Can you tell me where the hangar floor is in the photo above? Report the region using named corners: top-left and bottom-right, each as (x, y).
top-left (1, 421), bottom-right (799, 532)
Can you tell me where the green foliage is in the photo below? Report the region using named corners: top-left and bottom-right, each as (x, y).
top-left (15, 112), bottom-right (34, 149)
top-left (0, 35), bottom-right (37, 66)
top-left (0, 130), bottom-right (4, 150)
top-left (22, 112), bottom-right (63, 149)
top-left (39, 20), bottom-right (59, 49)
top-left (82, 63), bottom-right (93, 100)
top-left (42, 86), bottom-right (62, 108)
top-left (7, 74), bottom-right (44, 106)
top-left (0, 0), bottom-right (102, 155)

____________

GOAL OF THE EXERCISE: The whole listing, restated word for word, is the expected answer.

SOLUTION TO THIS PROBLEM:
Can you tell me where the hangar floor is in the photo above? Report the region using named corners: top-left and bottom-right, each as (x, y).
top-left (1, 421), bottom-right (799, 532)
Can you tell me where the green foliage is in the photo below? Report the region using named corners: top-left and bottom-right, each as (x, y).
top-left (15, 112), bottom-right (34, 149)
top-left (0, 35), bottom-right (37, 66)
top-left (0, 130), bottom-right (4, 150)
top-left (22, 112), bottom-right (63, 149)
top-left (39, 20), bottom-right (59, 49)
top-left (82, 63), bottom-right (93, 100)
top-left (42, 86), bottom-right (62, 108)
top-left (7, 74), bottom-right (44, 106)
top-left (0, 0), bottom-right (102, 155)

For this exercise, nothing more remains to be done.